● Articolo:
Pranzo con Alina, l’ex ragazza di mio figlio e il suo nuovo boy-friend. Sono entrambi del Kazakistan. Scegliamo un ristorantino di Godowlia dove andavamo spesso proprio con Simone, mio figlio. E’ piacevole stare con loro perchè amano la cultura e sono molto educati. Con le persone che usano l’inglese come seconda lingua mi è più facile comunicare che con quelli di lingua madre, ma me la cavo.
Vedova al Khumb Mela insieme ad un pellegrinaggio di Delhi.
Nel pomeriggio torno sui ghat, ma si è alzato un po’ di vento e la temperatura è scesa in un attimo. E sono solo le 16 e 30!
Varanasi, 17 febbraio 2019
Dalla guest house vado a Godowlia percorrendo soltando le gali. Devo prelevare dei soldi al bancomat per cambiarli in dollari con Alina. Ho una scorta di euro per l’Iran, ma nel dubbio che possano accettare soltanto dollari, preferisco avere una riserva anche di quelli. Ho saputo da poco che, in Iran, non accettano le nostre carte né di credito né di debito, ed è un bel problema! Lungo la gali incrocio una capra vestita con un pullover beige, senza maniche, che sta riposando distesa su una pietra. Più avanti, incontro una donna musulmana con un bambino per mano: indossa il burqa, l’abito nero che copre il corpo dalla testa ai piedi, lasciando liberi soltanto gli occhi. Se ne vedono parecchie di donne vestite così, a Varanasi.

● Compito assegnato: Ricopia fedelmente dall'articolo il passo che va da "Pranzo con Alina, l’ex" a "me la cavo.". I dati riportati di seguito non hanno alcun legame con l'articolo.

● Dati forniti:
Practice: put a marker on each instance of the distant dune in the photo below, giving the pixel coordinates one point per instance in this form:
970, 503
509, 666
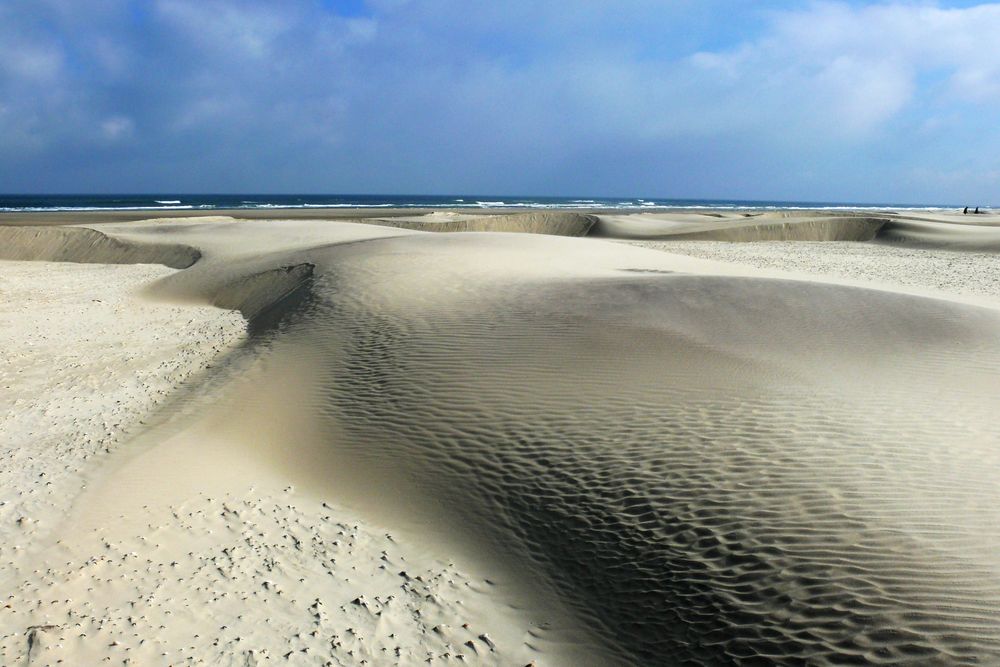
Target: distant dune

● Risposta al compito:
Pranzo con Alina, l’ex ragazza di mio figlio e il suo nuovo boy-friend. Sono entrambi del Kazakistan. Scegliamo un ristorantino di Godowlia dove andavamo spesso proprio con Simone, mio figlio. E’ piacevole stare con loro perchè amano la cultura e sono molto educati. Con le persone che usano l’inglese come seconda lingua mi è più facile comunicare che con quelli di lingua madre, ma me la cavo.